# [PROBLEM REQUIREMENTS]
Give back exactly the lines from the one containing "Could you point to the window with" through the end of the records, including both, and no others.

# [RECORD EXCERPTS]
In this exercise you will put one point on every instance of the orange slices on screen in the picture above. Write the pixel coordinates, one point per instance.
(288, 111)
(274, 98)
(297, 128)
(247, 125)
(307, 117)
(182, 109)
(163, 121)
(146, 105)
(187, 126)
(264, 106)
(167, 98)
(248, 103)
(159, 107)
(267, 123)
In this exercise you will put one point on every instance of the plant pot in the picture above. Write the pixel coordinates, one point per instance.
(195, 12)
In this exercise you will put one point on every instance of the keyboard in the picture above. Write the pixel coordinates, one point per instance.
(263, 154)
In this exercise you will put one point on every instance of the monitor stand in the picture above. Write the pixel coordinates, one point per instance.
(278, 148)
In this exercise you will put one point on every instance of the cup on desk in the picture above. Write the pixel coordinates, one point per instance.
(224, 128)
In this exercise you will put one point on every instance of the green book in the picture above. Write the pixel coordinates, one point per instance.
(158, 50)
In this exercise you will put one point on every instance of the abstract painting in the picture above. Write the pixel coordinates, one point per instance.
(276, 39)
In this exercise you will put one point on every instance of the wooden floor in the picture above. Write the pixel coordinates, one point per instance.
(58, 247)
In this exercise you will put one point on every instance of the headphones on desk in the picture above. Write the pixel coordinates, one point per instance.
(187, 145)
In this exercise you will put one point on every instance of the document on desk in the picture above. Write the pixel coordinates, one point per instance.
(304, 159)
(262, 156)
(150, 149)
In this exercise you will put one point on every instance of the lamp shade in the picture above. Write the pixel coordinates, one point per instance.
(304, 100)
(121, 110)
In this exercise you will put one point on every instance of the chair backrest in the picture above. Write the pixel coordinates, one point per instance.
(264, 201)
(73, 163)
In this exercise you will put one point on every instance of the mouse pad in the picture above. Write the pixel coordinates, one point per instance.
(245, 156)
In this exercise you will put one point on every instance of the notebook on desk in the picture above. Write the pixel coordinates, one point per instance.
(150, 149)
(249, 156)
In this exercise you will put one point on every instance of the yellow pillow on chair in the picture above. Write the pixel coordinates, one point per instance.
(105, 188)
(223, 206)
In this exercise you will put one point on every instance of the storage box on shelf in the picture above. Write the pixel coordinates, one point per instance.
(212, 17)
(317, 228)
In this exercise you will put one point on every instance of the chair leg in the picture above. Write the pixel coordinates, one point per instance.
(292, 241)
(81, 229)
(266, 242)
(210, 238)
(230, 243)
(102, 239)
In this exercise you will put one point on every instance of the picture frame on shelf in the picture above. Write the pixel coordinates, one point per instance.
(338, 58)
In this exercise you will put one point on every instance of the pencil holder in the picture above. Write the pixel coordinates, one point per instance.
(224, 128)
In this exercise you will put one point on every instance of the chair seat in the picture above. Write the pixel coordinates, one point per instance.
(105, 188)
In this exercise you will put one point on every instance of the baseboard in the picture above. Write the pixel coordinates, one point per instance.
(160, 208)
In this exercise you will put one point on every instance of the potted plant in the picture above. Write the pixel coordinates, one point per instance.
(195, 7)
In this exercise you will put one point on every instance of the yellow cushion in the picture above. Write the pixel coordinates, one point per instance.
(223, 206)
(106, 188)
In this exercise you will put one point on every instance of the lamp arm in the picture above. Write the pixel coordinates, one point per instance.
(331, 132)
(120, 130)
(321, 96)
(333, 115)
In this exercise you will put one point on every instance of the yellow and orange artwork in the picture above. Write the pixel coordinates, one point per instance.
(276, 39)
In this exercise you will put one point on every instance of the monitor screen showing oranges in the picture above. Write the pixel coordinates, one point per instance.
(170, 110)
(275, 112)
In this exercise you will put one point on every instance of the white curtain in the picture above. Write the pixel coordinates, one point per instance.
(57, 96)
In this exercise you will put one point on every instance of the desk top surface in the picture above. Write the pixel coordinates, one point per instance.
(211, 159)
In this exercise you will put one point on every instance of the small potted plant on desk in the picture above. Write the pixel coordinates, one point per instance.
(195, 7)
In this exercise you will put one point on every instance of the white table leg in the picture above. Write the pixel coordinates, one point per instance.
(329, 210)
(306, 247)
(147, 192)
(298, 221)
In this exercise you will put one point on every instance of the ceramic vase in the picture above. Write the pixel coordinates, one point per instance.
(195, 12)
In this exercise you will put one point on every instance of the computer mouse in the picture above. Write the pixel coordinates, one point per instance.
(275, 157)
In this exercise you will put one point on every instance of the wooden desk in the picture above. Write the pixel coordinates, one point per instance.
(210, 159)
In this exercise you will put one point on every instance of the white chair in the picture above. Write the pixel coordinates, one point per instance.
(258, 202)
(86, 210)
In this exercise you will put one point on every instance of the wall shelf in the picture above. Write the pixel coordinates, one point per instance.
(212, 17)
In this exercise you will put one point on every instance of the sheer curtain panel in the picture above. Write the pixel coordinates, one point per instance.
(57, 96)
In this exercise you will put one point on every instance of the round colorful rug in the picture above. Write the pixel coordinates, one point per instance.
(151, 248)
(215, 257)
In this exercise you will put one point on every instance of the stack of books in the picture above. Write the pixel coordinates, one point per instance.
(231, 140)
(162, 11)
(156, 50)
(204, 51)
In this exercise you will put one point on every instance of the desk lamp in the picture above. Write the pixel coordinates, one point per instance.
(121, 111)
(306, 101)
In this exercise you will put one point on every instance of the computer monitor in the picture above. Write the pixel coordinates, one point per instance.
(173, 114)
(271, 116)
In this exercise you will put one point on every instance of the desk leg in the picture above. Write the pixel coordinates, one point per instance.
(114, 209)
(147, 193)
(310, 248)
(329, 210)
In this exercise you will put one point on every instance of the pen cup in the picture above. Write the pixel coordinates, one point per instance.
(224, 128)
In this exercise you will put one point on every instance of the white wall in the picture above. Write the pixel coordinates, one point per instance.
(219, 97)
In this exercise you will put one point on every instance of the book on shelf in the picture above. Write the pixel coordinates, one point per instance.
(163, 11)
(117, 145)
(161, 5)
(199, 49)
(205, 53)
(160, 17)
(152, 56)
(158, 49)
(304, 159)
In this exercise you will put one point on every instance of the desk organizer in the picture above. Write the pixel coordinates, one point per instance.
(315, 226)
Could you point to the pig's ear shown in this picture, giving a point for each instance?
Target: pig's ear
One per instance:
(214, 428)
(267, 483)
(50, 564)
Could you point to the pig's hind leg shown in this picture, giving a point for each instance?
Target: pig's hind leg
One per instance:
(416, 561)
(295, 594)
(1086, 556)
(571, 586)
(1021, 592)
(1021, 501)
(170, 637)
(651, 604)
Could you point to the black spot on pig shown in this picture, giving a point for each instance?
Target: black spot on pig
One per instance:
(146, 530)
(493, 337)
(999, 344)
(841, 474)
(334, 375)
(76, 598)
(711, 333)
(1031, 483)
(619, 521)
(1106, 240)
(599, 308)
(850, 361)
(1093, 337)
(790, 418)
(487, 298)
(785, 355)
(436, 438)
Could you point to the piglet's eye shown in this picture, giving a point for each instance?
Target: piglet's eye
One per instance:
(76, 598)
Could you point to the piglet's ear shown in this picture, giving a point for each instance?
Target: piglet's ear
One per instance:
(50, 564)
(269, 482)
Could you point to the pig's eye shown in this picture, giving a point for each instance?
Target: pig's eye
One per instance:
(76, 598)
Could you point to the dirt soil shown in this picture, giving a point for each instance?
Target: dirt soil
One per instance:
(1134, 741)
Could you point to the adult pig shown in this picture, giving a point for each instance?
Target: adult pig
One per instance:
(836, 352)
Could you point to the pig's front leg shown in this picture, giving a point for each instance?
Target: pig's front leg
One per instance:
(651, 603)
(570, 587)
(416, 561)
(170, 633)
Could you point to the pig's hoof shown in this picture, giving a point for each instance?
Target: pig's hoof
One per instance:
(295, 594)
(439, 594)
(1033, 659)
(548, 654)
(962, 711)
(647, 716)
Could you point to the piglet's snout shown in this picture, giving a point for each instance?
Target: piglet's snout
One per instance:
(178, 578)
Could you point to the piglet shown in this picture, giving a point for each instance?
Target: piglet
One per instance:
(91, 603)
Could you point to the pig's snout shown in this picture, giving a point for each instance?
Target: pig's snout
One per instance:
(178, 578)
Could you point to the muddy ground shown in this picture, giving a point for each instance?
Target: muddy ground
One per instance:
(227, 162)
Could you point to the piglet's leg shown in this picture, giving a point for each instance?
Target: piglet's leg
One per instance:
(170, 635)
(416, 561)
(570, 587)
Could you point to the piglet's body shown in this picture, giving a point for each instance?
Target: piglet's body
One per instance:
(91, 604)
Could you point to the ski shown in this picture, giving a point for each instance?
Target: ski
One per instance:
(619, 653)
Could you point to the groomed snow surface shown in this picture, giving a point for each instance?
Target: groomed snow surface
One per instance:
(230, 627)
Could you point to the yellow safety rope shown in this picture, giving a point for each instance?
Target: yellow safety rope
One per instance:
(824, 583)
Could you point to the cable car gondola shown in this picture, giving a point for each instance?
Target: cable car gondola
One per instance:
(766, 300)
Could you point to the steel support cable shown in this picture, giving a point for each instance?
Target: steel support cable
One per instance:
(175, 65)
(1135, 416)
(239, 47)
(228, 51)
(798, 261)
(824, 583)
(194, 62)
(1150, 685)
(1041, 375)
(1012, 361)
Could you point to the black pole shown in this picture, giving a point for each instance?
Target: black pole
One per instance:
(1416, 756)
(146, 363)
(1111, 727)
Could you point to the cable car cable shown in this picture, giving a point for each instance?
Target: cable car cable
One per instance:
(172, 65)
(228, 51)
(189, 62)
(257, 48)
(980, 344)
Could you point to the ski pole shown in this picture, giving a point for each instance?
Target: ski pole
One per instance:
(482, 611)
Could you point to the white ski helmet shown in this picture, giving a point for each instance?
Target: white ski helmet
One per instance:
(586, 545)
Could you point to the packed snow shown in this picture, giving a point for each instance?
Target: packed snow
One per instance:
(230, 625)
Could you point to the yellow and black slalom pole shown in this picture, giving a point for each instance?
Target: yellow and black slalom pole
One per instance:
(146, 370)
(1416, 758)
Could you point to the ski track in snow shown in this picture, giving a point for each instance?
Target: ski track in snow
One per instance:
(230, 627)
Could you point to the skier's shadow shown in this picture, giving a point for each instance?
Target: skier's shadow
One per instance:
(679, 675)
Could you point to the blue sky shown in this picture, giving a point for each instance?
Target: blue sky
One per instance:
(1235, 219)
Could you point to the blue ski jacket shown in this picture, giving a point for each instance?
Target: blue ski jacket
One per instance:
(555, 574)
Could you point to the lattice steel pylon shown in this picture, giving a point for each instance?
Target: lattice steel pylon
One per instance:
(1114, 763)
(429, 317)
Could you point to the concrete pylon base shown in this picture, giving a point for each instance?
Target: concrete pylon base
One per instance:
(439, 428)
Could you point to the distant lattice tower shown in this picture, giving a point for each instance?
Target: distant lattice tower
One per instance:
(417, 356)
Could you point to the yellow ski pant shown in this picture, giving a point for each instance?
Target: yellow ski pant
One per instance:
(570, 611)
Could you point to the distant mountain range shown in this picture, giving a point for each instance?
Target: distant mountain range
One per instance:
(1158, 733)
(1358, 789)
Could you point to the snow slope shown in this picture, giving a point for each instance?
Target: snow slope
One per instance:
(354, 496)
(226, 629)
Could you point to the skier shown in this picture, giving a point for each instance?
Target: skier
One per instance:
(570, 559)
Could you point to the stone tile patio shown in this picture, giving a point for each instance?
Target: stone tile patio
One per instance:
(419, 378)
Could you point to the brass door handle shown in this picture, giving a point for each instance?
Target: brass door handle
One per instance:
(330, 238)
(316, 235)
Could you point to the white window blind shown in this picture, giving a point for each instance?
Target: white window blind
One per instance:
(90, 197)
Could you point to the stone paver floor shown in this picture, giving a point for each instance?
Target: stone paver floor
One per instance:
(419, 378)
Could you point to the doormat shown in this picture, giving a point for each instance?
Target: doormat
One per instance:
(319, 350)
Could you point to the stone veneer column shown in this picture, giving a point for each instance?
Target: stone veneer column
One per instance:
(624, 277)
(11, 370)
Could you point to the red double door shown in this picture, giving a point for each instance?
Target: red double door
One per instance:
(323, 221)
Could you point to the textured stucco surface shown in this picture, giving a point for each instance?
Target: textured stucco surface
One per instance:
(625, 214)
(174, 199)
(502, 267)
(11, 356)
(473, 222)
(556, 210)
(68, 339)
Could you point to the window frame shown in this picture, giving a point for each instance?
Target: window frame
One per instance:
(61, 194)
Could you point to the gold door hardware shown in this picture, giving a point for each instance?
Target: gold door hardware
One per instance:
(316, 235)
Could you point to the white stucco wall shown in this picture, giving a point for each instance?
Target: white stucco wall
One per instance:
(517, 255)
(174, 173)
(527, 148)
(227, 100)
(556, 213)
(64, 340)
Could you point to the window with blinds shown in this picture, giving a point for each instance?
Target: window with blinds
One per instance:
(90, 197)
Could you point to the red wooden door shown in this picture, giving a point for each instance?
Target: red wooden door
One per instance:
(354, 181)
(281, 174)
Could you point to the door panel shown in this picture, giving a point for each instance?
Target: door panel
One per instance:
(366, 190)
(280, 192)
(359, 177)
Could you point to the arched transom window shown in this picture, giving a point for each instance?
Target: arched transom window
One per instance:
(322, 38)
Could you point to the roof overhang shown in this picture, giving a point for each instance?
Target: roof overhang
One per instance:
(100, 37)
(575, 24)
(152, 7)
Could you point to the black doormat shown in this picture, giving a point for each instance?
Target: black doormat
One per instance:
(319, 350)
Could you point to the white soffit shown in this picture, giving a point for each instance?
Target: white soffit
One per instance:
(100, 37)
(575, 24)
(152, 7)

# [OUTPUT OF THE TASK]
Could you point to the window with blinds shown in this picture, giving a point for each instance?
Target: window with blinds
One per instance:
(90, 197)
Could you point to the red wooden door shown in this picture, giving a point for each instance?
Target: red wooden door
One per instance:
(354, 181)
(281, 174)
Could you point to the door panel shown in this picture, giving a point for each instance?
Target: door panel
One per instance:
(366, 190)
(280, 192)
(359, 177)
Could you point to the arched transom window shown in this picture, giving a point for each instance?
Target: arched transom window
One per instance:
(322, 38)
Could you point to the roof overhang shown in this picture, giving a point for each instance?
Target: roof overhang
One per instance:
(100, 37)
(575, 24)
(152, 7)
Could you point to the black doormat shown in this picture, giving a point for each instance?
Target: black doormat
One per instance:
(319, 350)
Could you point to the white soffit shown in this picture, giving a point for each instance?
Target: white soffit
One per instance:
(100, 37)
(575, 24)
(152, 7)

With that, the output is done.